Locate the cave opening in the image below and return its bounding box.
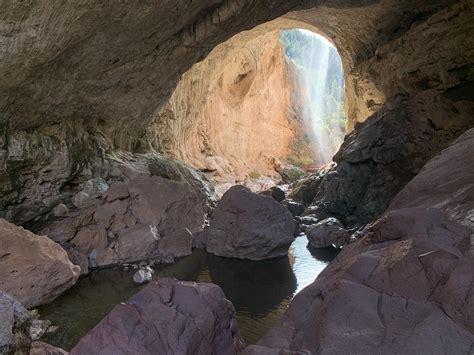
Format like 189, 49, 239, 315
152, 25, 350, 195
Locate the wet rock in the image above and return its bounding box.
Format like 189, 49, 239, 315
288, 163, 336, 206
30, 341, 69, 355
289, 98, 468, 227
29, 314, 51, 341
71, 279, 244, 355
258, 208, 474, 354
0, 219, 80, 308
71, 191, 91, 208
305, 218, 350, 248
282, 200, 304, 217
52, 203, 69, 217
260, 186, 285, 202
206, 186, 295, 260
278, 166, 306, 184
242, 345, 312, 355
0, 291, 31, 354
295, 216, 318, 226
65, 246, 89, 276
133, 266, 153, 285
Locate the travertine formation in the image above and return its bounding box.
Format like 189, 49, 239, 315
70, 279, 244, 355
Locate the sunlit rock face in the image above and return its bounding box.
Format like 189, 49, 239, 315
149, 31, 294, 179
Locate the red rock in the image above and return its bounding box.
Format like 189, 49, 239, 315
305, 218, 350, 248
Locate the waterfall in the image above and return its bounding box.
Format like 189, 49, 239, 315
281, 29, 345, 165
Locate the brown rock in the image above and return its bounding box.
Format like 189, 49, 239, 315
0, 291, 32, 354
71, 279, 244, 355
305, 218, 350, 248
67, 172, 207, 268
0, 219, 81, 308
206, 186, 295, 260
30, 341, 69, 355
148, 30, 295, 180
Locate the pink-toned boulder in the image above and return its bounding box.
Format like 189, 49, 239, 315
0, 219, 81, 308
70, 279, 244, 355
206, 186, 295, 260
247, 208, 474, 354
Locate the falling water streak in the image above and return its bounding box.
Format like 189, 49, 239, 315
282, 30, 344, 164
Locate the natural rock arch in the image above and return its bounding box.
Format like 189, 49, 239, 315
0, 0, 474, 225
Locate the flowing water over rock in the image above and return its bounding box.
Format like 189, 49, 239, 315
39, 236, 337, 349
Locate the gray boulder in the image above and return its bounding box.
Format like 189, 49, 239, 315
133, 266, 153, 285
0, 291, 31, 354
306, 218, 350, 248
206, 186, 295, 260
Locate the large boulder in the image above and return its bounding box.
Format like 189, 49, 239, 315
305, 218, 350, 248
0, 291, 31, 354
254, 208, 474, 354
70, 279, 244, 355
43, 155, 212, 269
0, 219, 81, 308
206, 186, 295, 260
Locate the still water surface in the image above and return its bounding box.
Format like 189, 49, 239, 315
39, 236, 337, 350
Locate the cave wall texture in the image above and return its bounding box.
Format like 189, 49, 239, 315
0, 0, 474, 228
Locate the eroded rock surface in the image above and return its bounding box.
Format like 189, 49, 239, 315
305, 218, 350, 248
70, 279, 244, 355
206, 186, 295, 260
388, 129, 474, 239
0, 291, 31, 354
258, 208, 474, 354
0, 219, 81, 308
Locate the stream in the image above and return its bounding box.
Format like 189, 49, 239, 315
38, 236, 337, 350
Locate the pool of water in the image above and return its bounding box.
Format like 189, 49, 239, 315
39, 236, 337, 350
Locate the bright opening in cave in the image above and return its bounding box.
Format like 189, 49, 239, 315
280, 29, 346, 165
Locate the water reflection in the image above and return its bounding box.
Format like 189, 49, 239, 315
39, 236, 337, 350
208, 255, 296, 317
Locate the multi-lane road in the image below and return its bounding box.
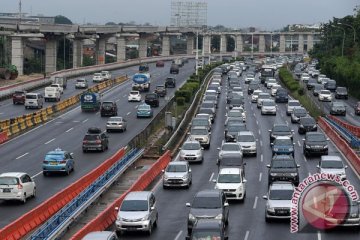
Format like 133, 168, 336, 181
0, 61, 194, 228
112, 68, 360, 240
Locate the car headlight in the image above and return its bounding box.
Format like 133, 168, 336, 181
189, 213, 196, 221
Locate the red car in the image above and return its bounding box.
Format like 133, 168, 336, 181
156, 60, 165, 67
354, 102, 360, 115
13, 91, 26, 104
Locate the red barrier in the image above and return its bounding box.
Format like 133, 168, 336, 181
71, 151, 171, 240
328, 115, 360, 138
0, 132, 9, 144
318, 117, 360, 174
0, 148, 125, 240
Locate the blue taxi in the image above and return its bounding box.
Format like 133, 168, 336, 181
42, 148, 75, 176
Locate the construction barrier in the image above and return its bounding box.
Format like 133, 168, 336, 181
71, 151, 171, 240
328, 115, 360, 138
318, 117, 360, 174
0, 148, 125, 240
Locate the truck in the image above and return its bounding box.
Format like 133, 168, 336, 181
80, 91, 101, 112
52, 77, 67, 89
44, 85, 61, 102
132, 73, 151, 92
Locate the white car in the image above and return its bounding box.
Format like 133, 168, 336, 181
93, 73, 104, 82
213, 167, 246, 200
128, 91, 141, 102
0, 172, 36, 203
319, 90, 332, 102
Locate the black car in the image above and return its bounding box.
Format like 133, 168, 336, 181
185, 219, 228, 240
100, 101, 117, 117
303, 132, 328, 157
335, 87, 348, 99
165, 77, 176, 88
186, 189, 229, 235
298, 116, 317, 134
269, 124, 294, 143
145, 93, 159, 107
330, 101, 346, 116
82, 127, 109, 153
267, 155, 300, 185
275, 88, 289, 103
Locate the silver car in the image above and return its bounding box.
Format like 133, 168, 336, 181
115, 191, 158, 235
317, 156, 347, 180
163, 161, 192, 189
263, 182, 295, 222
180, 140, 204, 162
106, 117, 127, 132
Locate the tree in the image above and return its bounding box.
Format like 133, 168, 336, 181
55, 15, 73, 24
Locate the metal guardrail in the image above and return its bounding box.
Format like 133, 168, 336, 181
28, 149, 144, 240
324, 117, 360, 148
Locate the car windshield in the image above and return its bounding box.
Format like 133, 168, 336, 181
45, 153, 64, 161
271, 160, 296, 168
221, 144, 240, 151
217, 174, 241, 183
120, 200, 148, 212
166, 164, 186, 172
274, 138, 292, 146
269, 189, 293, 200
191, 229, 221, 240
237, 135, 255, 142
192, 197, 221, 209
321, 161, 344, 168
0, 177, 19, 185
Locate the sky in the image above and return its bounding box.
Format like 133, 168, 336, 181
0, 0, 360, 31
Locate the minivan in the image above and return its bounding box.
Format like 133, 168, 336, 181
115, 191, 158, 235
25, 93, 44, 109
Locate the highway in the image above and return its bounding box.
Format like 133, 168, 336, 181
0, 60, 194, 228
111, 68, 360, 240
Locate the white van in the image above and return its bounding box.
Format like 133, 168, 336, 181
25, 93, 44, 109
44, 85, 61, 102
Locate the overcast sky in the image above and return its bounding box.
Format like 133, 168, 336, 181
0, 0, 360, 30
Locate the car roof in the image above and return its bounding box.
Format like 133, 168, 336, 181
0, 172, 26, 177
124, 191, 151, 200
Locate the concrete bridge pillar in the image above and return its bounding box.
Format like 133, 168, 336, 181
139, 35, 147, 58
116, 37, 126, 62
259, 34, 265, 53
96, 37, 106, 65
45, 38, 57, 74
161, 35, 170, 56
307, 34, 314, 51
73, 39, 84, 68
235, 34, 243, 53
279, 34, 285, 53
11, 36, 24, 75
298, 34, 304, 53
220, 34, 227, 53
203, 35, 211, 55
186, 35, 194, 55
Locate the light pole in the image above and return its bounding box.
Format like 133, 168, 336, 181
338, 22, 356, 45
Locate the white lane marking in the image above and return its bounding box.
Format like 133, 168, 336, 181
253, 196, 258, 209
45, 138, 55, 144
32, 171, 42, 178
244, 231, 250, 240
65, 128, 74, 132
174, 231, 182, 240
15, 152, 29, 159
209, 173, 214, 182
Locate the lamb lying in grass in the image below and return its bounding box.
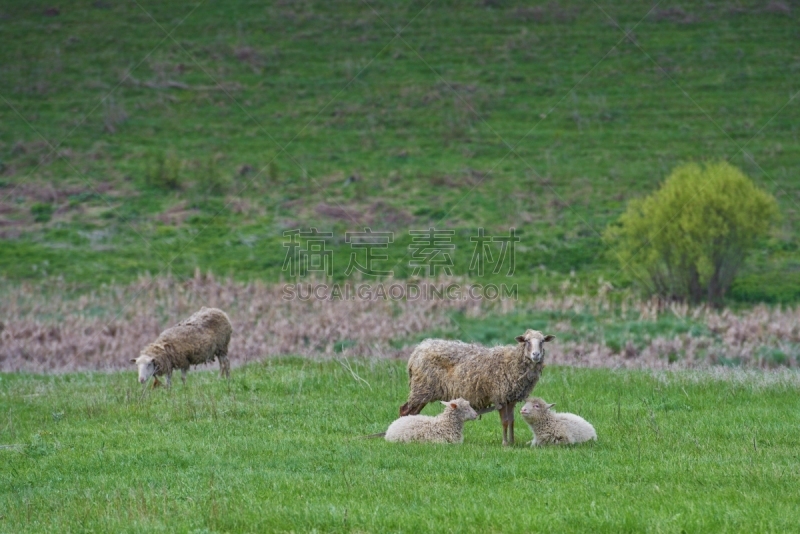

• _WRITTEN TASK_
Present every line of the records above as a Markdown table with the columns "No." and "Line", giving each line a row number and skipping blank lines. Leave the pictures out of the table.

• _WRITTEN SOLUTION_
| No. | Line |
|---|---|
| 1 | Locate the cave opening in the image below and return its bounding box. |
| 2 | Format like 189, 49, 239, 315 |
| 3 | 152, 25, 350, 195 |
| 4 | Locate the wet rock in the image above and return its bounding box. |
| 5 | Format like 189, 49, 239, 315 |
| 6 | 288, 163, 336, 206 |
| 7 | 30, 341, 69, 355 |
| 8 | 289, 98, 468, 227 |
| 9 | 29, 314, 51, 341 |
| 10 | 71, 279, 244, 355 |
| 11 | 258, 208, 474, 354 |
| 12 | 0, 219, 80, 308 |
| 13 | 71, 191, 91, 208 |
| 14 | 305, 218, 350, 248 |
| 15 | 282, 200, 304, 217 |
| 16 | 52, 203, 69, 217 |
| 17 | 260, 186, 285, 202 |
| 18 | 206, 186, 295, 260 |
| 19 | 278, 166, 306, 184 |
| 20 | 242, 345, 312, 355 |
| 21 | 0, 291, 31, 354 |
| 22 | 295, 216, 318, 226 |
| 23 | 65, 246, 89, 276 |
| 24 | 133, 266, 153, 285 |
| 25 | Locate the travertine formation in the image above and return its bounding box. |
| 26 | Format like 189, 49, 239, 315 |
| 27 | 70, 279, 244, 355 |
| 28 | Locate the sunlit rock face in the image above and return its bounding box. |
| 29 | Format like 189, 49, 239, 315 |
| 30 | 149, 31, 294, 179 |
| 31 | Locate the red rock in the image above and return its bounding box. |
| 32 | Format like 189, 49, 239, 315 |
| 33 | 305, 218, 350, 248 |
| 34 | Locate the waterfall in the image above and return its bounding box. |
| 35 | Format like 189, 49, 239, 315 |
| 36 | 281, 29, 345, 165 |
| 37 | Locate the brown rock in the image above and return its bounding box. |
| 38 | Format like 189, 49, 239, 315 |
| 39 | 0, 291, 32, 354 |
| 40 | 71, 279, 244, 355 |
| 41 | 305, 218, 350, 248 |
| 42 | 67, 172, 207, 268 |
| 43 | 0, 219, 81, 308 |
| 44 | 206, 186, 295, 260 |
| 45 | 30, 341, 69, 355 |
| 46 | 148, 30, 295, 180 |
| 47 | Locate the pink-toned boulder in the image above and return its bounding box. |
| 48 | Format like 189, 49, 239, 315 |
| 49 | 0, 219, 81, 308 |
| 50 | 70, 279, 244, 355 |
| 51 | 206, 186, 295, 260 |
| 52 | 247, 208, 474, 354 |
| 53 | Locate the falling water streak in the image above and return its bounding box. |
| 54 | Format like 189, 49, 239, 315 |
| 55 | 282, 30, 344, 164 |
| 56 | Locate the natural rock arch in the image above and return its bounding box. |
| 57 | Format like 189, 49, 239, 315 |
| 58 | 0, 0, 474, 225 |
| 59 | Locate the flowing water over rock in the image above and return its bounding box. |
| 60 | Format like 189, 49, 239, 315 |
| 61 | 39, 236, 337, 349 |
| 62 | Locate the gray boulder in the image above and return its bounding box. |
| 63 | Format like 189, 49, 239, 315 |
| 64 | 133, 266, 153, 285 |
| 65 | 0, 291, 31, 354 |
| 66 | 306, 218, 350, 248 |
| 67 | 206, 186, 295, 260 |
| 68 | Locate the large boulder in the image above and return its bounding box. |
| 69 | Format like 189, 49, 239, 315 |
| 70 | 305, 218, 350, 248 |
| 71 | 0, 291, 31, 354 |
| 72 | 254, 208, 474, 354 |
| 73 | 70, 279, 244, 355 |
| 74 | 43, 155, 212, 269 |
| 75 | 0, 219, 81, 308 |
| 76 | 206, 186, 295, 260 |
| 77 | Locate the still water surface in the image above and return its bounding box. |
| 78 | Format like 189, 49, 239, 315 |
| 79 | 39, 236, 337, 350 |
| 80 | Locate the cave wall texture in the image above and return its bounding box. |
| 81 | Format like 189, 49, 239, 315 |
| 82 | 0, 0, 474, 228 |
| 83 | Locate the eroded rock surface in the image above and return its bounding box. |
| 84 | Format like 189, 49, 239, 315 |
| 85 | 305, 218, 350, 248 |
| 86 | 70, 279, 244, 355 |
| 87 | 206, 186, 295, 260 |
| 88 | 388, 129, 474, 239 |
| 89 | 0, 291, 31, 354 |
| 90 | 258, 208, 474, 354 |
| 91 | 0, 219, 81, 308 |
| 92 | Locate the stream in the image above and return its bounding box. |
| 93 | Format like 189, 49, 239, 315 |
| 94 | 38, 236, 337, 350 |
| 95 | Locate the pool of water in the image above and return its bounding box. |
| 96 | Format like 189, 49, 239, 315 |
| 97 | 39, 236, 337, 350 |
| 98 | Locate the bright opening in cave in the image above and return its bounding box. |
| 99 | Format like 189, 49, 239, 315 |
| 100 | 280, 29, 346, 165 |
| 101 | Locate the water reflection in the image above and return its bounding box. |
| 102 | Format like 189, 49, 239, 315 |
| 103 | 39, 236, 337, 350 |
| 104 | 208, 255, 296, 317 |
| 105 | Locate the multi-lane road in the image below and return its bounding box. |
| 106 | Format like 133, 168, 336, 181 |
| 107 | 0, 61, 194, 228 |
| 108 | 112, 68, 360, 240 |
| 109 | Locate the car headlight in the image above and return its bounding box. |
| 110 | Format like 133, 168, 336, 181 |
| 111 | 189, 213, 196, 221 |
| 112 | Locate the red car in the image above and return its bounding box. |
| 113 | Format like 133, 168, 336, 181 |
| 114 | 156, 60, 165, 67 |
| 115 | 354, 102, 360, 115 |
| 116 | 13, 91, 26, 104 |
| 117 | Locate the red barrier in the image above and return its bounding box. |
| 118 | Format like 133, 168, 336, 181 |
| 119 | 71, 151, 171, 240 |
| 120 | 328, 115, 360, 138 |
| 121 | 0, 132, 9, 144 |
| 122 | 318, 117, 360, 174 |
| 123 | 0, 148, 125, 240 |
| 124 | Locate the blue taxi in the image above and return its bounding box. |
| 125 | Format like 133, 168, 336, 181 |
| 126 | 42, 148, 75, 176 |
| 127 | Locate the construction barrier in the image above and return its bounding box. |
| 128 | Format like 133, 168, 336, 181 |
| 129 | 71, 151, 171, 240 |
| 130 | 328, 115, 360, 138 |
| 131 | 318, 117, 360, 174 |
| 132 | 0, 148, 125, 240 |
| 133 | Locate the truck in the image above and return its bounding box. |
| 134 | Format like 133, 168, 336, 181 |
| 135 | 80, 91, 101, 112 |
| 136 | 52, 77, 67, 89 |
| 137 | 44, 85, 61, 102 |
| 138 | 132, 73, 151, 92 |
| 139 | Locate the white car in the image above and return its bounding box. |
| 140 | Format like 133, 168, 336, 181 |
| 141 | 93, 73, 104, 82 |
| 142 | 213, 167, 246, 200 |
| 143 | 128, 91, 141, 102 |
| 144 | 0, 172, 36, 203 |
| 145 | 319, 90, 332, 102 |
| 146 | Locate the black car in the image above and return its bounding box. |
| 147 | Format like 133, 168, 336, 181 |
| 148 | 185, 219, 228, 240 |
| 149 | 100, 101, 117, 117 |
| 150 | 303, 132, 328, 157 |
| 151 | 335, 87, 348, 99 |
| 152 | 165, 77, 176, 88 |
| 153 | 186, 189, 229, 235 |
| 154 | 298, 116, 317, 134 |
| 155 | 269, 124, 294, 143 |
| 156 | 145, 93, 159, 107 |
| 157 | 330, 101, 346, 116 |
| 158 | 82, 127, 109, 153 |
| 159 | 267, 155, 300, 185 |
| 160 | 275, 88, 289, 103 |
| 161 | Locate the silver car in the image above and return its bounding box. |
| 162 | Format like 133, 168, 336, 181 |
| 163 | 115, 191, 158, 235 |
| 164 | 317, 156, 347, 180 |
| 165 | 163, 161, 192, 189 |
| 166 | 263, 182, 295, 222 |
| 167 | 180, 140, 204, 162 |
| 168 | 106, 117, 127, 132 |
| 169 | Locate the tree in the image above and return its bounding box. |
| 170 | Format like 133, 168, 336, 181 |
| 171 | 55, 15, 73, 24 |
| 172 | Locate the metal guardrail in the image above and return its bounding box. |
| 173 | Format like 133, 168, 336, 181 |
| 174 | 28, 149, 144, 240 |
| 175 | 324, 117, 360, 148 |
| 176 | Locate the car windshield in the image above and return its bounding box. |
| 177 | Format like 133, 168, 336, 181 |
| 178 | 45, 153, 64, 161 |
| 179 | 271, 160, 296, 168 |
| 180 | 221, 144, 240, 151 |
| 181 | 217, 174, 241, 183 |
| 182 | 120, 200, 148, 212 |
| 183 | 166, 164, 186, 172 |
| 184 | 274, 138, 292, 146 |
| 185 | 269, 189, 293, 200 |
| 186 | 191, 229, 221, 240 |
| 187 | 237, 135, 255, 142 |
| 188 | 192, 197, 221, 209 |
| 189 | 321, 161, 344, 168 |
| 190 | 0, 177, 19, 185 |
| 191 | Locate the sky in the image above and return its bounding box. |
| 192 | Format like 133, 168, 336, 181 |
| 193 | 0, 0, 360, 31 |
| 194 | Locate the minivan in the image above and return its bounding box. |
| 195 | Format like 133, 168, 336, 181 |
| 196 | 115, 191, 158, 235 |
| 197 | 25, 93, 44, 109 |
| 198 | Locate the highway in the image above and return its bounding box. |
| 199 | Format like 133, 168, 336, 181 |
| 200 | 0, 60, 194, 228 |
| 201 | 111, 68, 360, 240 |
| 202 | Locate the white van in the image above and return its bounding box. |
| 203 | Format like 133, 168, 336, 181 |
| 204 | 25, 93, 44, 109 |
| 205 | 44, 85, 61, 102 |
| 206 | Locate the overcast sky in the image above and return its bounding box. |
| 207 | Format like 133, 168, 336, 181 |
| 208 | 0, 0, 360, 30 |
| 209 | Locate the car roof in the image above and return its bounding box. |
| 210 | Format like 133, 168, 336, 181 |
| 211 | 0, 172, 26, 177 |
| 212 | 124, 191, 151, 200 |
| 213 | Locate the concrete bridge pillar in the image above and return its bounding box. |
| 214 | Format like 133, 168, 336, 181 |
| 215 | 139, 35, 147, 58 |
| 216 | 116, 37, 126, 62 |
| 217 | 259, 34, 265, 53 |
| 218 | 96, 37, 106, 65 |
| 219 | 45, 38, 57, 74 |
| 220 | 161, 35, 170, 56 |
| 221 | 307, 34, 314, 51 |
| 222 | 73, 39, 84, 68 |
| 223 | 235, 34, 243, 53 |
| 224 | 279, 34, 285, 53 |
| 225 | 11, 36, 24, 75 |
| 226 | 298, 34, 304, 53 |
| 227 | 220, 34, 227, 53 |
| 228 | 203, 35, 211, 55 |
| 229 | 186, 35, 194, 55 |
| 230 | Locate the light pole in the image above and return its bounding box. |
| 231 | Format like 133, 168, 336, 181 |
| 232 | 338, 22, 356, 45 |
| 233 | Locate the white lane marking in the image above and return its bounding box. |
| 234 | Format like 133, 168, 336, 181 |
| 235 | 253, 196, 258, 209 |
| 236 | 45, 138, 55, 144 |
| 237 | 32, 171, 42, 178 |
| 238 | 244, 231, 250, 240 |
| 239 | 65, 128, 74, 132 |
| 240 | 174, 231, 182, 240 |
| 241 | 15, 152, 29, 159 |
| 242 | 209, 173, 214, 182 |
| 243 | Locate the lamb lying in grass in the image below and return its bounding box. |